Copy each of the rows below word for word, changing nothing.
-=-=-=-=-
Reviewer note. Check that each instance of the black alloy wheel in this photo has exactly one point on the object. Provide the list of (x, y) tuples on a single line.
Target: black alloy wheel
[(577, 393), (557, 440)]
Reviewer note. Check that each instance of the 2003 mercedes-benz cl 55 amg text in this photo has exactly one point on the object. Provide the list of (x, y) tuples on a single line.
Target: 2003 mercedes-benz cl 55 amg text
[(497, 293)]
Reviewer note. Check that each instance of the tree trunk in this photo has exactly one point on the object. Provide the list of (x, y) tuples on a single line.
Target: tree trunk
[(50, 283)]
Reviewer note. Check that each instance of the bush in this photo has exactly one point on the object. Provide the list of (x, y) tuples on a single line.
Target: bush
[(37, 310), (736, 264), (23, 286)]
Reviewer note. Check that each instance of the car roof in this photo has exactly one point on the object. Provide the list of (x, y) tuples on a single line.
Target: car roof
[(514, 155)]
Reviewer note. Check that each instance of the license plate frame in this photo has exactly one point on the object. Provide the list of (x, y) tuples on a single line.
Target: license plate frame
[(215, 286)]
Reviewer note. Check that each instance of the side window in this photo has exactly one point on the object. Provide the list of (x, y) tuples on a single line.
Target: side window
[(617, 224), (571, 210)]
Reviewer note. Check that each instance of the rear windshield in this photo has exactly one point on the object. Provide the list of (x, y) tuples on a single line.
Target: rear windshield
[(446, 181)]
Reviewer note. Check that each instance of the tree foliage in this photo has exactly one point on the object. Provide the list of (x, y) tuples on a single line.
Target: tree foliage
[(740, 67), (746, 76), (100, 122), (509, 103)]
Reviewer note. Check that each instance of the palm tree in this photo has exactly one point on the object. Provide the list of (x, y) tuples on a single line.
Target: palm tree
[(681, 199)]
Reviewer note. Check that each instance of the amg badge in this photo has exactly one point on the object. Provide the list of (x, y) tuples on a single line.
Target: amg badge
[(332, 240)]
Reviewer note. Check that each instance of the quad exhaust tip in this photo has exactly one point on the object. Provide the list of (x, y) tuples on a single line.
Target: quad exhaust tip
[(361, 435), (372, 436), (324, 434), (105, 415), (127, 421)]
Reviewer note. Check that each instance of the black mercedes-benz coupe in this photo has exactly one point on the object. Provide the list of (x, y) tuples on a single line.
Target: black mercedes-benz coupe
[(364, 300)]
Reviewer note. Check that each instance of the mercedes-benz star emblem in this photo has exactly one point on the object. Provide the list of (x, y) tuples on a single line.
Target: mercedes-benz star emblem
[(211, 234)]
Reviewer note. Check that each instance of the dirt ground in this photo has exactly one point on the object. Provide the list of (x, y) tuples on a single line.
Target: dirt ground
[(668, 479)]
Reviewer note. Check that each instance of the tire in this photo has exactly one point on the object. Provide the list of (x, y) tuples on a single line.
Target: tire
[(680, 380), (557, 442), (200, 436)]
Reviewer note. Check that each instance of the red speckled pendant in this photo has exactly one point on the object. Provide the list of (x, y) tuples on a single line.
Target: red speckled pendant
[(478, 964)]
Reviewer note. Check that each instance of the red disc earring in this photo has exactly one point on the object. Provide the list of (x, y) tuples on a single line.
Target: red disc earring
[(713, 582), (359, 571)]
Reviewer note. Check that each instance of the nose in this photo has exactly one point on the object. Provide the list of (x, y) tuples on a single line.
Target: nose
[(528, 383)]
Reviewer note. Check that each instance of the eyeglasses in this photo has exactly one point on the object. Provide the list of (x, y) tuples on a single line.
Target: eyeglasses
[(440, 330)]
-=-=-=-=-
• _Answer_
Reviewer note. Check that each instance of the black alloy wheel in this photo has exactly one point on the object. Provide the list of (x, y) tuples on a single line.
Target: black alloy wheel
[(577, 393), (557, 440)]
Reviewer note. Check that each instance of the 2003 mercedes-benz cl 55 amg text in this photo has exactly one point on the object. Provide the list of (x, y) tuples on a single line.
Target: 2003 mercedes-benz cl 55 amg text
[(497, 293)]
Reviewer note. Check that each instance of the tree trunk in this photo has exactly one point on the object. Provide the list of (x, y) tuples on a single line.
Target: tree trunk
[(50, 283)]
Reviewer note. Check that each instance of the bush in this photo has exactly one point on the object. Provide the list of (x, y) tuples on a single line.
Target: bush
[(37, 310), (736, 264), (23, 286)]
Reviewer note. Check that each instance of the car roof in this photo has exactly one point on the object. Provide the list of (x, y) tuples on a single line.
Target: car roof
[(514, 155)]
Reviewer note. Check that each instance of the license plate frame in this photo has exactly one point on the object. Provide the list of (x, y) tuples on a single line.
Target: license plate frame
[(215, 286)]
Reviewer note. Check that each instance of the side window in this photo has exactly one point on the object. Provide the list of (x, y) tuples on a single line.
Target: side window
[(617, 224), (571, 210)]
Reviewer note. Check that each instance of the rear windshield in this photo has exactly one point on the object. Provide the list of (x, y) tuples on a single line.
Target: rear windshield
[(446, 181)]
Reviewer note. Check that each instance of the tree foliage in this photo has exactly one point on the object. Provide the list of (x, y) tuples on a single line.
Target: tree foliage
[(740, 67), (746, 76), (100, 122), (509, 103)]
Reviewer note. Check that each instance of the palm tree in this photo has exactly one point on the object. Provide the list of (x, y) tuples on a single line.
Target: palm tree
[(681, 199)]
Reviewer note. Check that each instance of the amg badge in this photo has exactly one point on the object. Provide the list of (x, y) tuples on a single line.
Target: amg badge
[(332, 240)]
Reviewer note. Check that each instance of the quad exhaust tip in this photo has exactly one point on the object. Provide the list of (x, y) tuples on a single line.
Target: quad exhaust tip
[(361, 435), (372, 436), (324, 434), (105, 415), (127, 421)]
Reviewer note. Check that each instance of the black mercedes-benz coupe in this photo has exactly one point on the object. Provide the list of (x, y) tuples on a single line.
Target: black mercedes-benz coupe
[(364, 300)]
Reviewer note. Check that each instance of the mercedes-benz star emblem in this photo has exactly one point on the object. Provide the list of (x, y) tuples on a single line.
Target: mercedes-benz star emblem
[(211, 234)]
Reviewer note. Check that each instance of the dirt ground in this photo has exactly one point on the object. Provide the list of (x, y) tuples on a single line.
Target: dirt ground
[(668, 479)]
Reviewer note. Check that each instance of the tire in this photo has exactly one point on the object. Provide the list of (x, y) tuples on a single line.
Target: tire
[(680, 380), (557, 442), (200, 436)]
Reviewer note. Check that each instance of the red speckled pendant in this photo has exactly one point on the object. Provide the list of (x, y) tuples on a single line.
Target: red speckled pendant
[(478, 964)]
Reviewer note. Check that each instance of the red disc earring in this photo has exactly one point on the object. Provide the list of (x, y) tuples on a single line.
Target: red disc earring
[(713, 582), (359, 571)]
Reviewer note. Check that each instance of the nose in this photo has exactly one point on the object. Provide the list of (x, y) tuples on a single line.
Target: nose
[(528, 383)]
Reviewer note. Check that each instance of the eyeglasses in this photo has exactly one point on the object. Provide the list of (x, y) tuples on a single line.
Target: eyeglasses
[(440, 330)]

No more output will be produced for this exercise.